▶ _EXTRACT TO READ_
..............................

3. A Frisbee Or Football
Taking breaks when traveling in the car with kids is essential to ensure their crankiness doesn't reach an unbearable level. Maxwell recommends packing something kids can play with when you stop. "We always bring a football and/or frisbee to break up trips. If we can find a rest stop or park that has space for kids to run around, they always have fun with a quick game of catch," she says.
4. Comfort Items
On a long road trip, my kids typically will sleep at least some of the time. Especially after a long trip when we are on our way home. One way to help ensure they actually get some rest is to pack a few blankets and pillows for the kids to use. When my kids were younger, making sure they had their favorite stuffed animals was also important.
5. Coloring Supplies & Activity Books
To keep kids entertained, Maxwell suggests simple but fun items to pack for kids on road trips. "The one thing that has always worked for us is keeping it simple. Our kids have spent hours with Mad Libs, colored pencils and paper (crayons can melt), audio books, and magnets or stickers. Anything that keeps their hands busy or the family laughing is a good investment," she says.
6. Electronic Devices & *All The Chargers*
In our 21st century world, iPads, tablets, electronic readers, and handheld gaming devices are great tools to pack on a road trip with kids to help keep them occupied. And while these devices are amazing to help entertain kids, they only work if they're charged. Unfortunately, I have fallen victim to being on a long road trip with kids and having a Nintendo DS run out of juice. Without a car charger, my son was heartbroken that he could no longer play games until we arrived at our destination hours later. From that trip forward, we made sure to pack a car charger for all electronics.
7. An Emergency Kit
Accidents happen. Especially with kids. Having the ability to address a paper cut or scraped knee while on the road is essential. Family travel blog Travel Mamas recommended including an emergency kit stocked with bandages and other basic medical supplies when packing for a road trip with kids. Auto emergency necessities like jumper cables and a flashlight are also important to have on hand for any road trip.

..............................

▶ _INFORMATION_
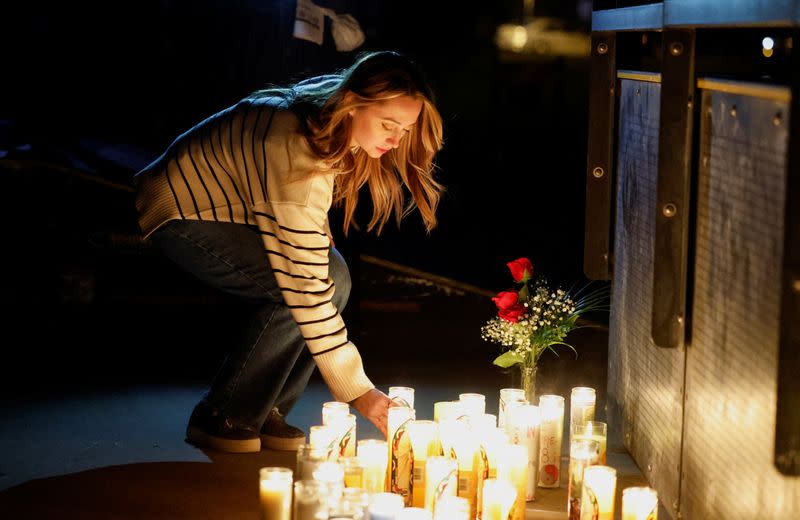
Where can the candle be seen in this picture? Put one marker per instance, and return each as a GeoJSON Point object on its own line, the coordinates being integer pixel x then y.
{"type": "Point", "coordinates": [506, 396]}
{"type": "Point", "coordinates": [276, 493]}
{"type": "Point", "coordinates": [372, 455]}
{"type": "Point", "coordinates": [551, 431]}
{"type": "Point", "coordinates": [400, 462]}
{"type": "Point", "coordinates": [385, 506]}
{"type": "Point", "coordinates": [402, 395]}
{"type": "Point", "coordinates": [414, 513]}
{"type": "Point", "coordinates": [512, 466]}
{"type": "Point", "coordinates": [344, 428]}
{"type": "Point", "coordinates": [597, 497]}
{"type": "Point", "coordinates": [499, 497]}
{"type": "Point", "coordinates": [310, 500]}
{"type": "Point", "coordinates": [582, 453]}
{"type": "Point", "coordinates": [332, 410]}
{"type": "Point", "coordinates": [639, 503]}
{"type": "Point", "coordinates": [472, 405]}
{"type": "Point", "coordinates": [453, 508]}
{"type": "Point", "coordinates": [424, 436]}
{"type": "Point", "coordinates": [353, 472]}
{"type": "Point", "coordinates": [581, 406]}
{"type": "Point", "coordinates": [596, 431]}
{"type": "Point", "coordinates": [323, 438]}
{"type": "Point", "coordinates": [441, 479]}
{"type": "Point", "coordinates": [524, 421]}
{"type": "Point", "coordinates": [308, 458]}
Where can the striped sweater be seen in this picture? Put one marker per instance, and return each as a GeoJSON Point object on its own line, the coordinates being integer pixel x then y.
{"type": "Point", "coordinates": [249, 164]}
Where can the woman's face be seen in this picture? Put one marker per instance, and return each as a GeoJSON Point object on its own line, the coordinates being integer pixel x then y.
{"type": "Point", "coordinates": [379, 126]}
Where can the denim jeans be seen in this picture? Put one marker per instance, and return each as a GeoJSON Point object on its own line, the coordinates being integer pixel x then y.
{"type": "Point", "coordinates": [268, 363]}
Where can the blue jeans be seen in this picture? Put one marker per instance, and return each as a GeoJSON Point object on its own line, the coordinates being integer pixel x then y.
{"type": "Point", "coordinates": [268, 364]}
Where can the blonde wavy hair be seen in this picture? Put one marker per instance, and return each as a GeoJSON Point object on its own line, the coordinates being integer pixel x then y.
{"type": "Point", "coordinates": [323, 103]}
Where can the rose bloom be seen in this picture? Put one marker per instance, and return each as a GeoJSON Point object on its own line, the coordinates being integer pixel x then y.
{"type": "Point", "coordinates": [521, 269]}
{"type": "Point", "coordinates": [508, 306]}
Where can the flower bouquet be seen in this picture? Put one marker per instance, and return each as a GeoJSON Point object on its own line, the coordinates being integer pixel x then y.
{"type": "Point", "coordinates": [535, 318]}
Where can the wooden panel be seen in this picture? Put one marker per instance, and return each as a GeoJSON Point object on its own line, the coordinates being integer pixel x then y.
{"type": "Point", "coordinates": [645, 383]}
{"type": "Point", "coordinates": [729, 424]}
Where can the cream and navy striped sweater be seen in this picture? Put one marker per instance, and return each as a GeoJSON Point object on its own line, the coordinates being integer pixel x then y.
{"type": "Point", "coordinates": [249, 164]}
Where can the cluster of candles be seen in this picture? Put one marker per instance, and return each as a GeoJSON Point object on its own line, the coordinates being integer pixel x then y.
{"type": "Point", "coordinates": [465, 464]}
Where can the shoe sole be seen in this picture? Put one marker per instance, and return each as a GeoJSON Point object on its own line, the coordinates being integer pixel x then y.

..............................

▶ _REQUIRED TASKS_
1) What two auto emergency items does the road-trip packing list say are important to have on hand?
2) List every numbered heading in the road-trip packing list, in order.
3) Duplicate the part of the road-trip packing list starting at "7. An Emergency" and ending at "any road trip.".

▶ _OUTPUTS IN ORDER_
1) Jumper cables and a flashlight.

2)
3. A Frisbee Or Football
4. Comfort Items
5. Coloring Supplies & Activity Books
6. Electronic Devices & *All The Chargers*
7. An Emergency Kit

3)
7. An Emergency Kit
Accidents happen. Especially with kids. Having the ability to address a paper cut or scraped knee while on the road is essential. Family travel blog Travel Mamas recommended including an emergency kit stocked with bandages and other basic medical supplies when packing for a road trip with kids. Auto emergency necessities like jumper cables and a flashlight are also important to have on hand for any road trip.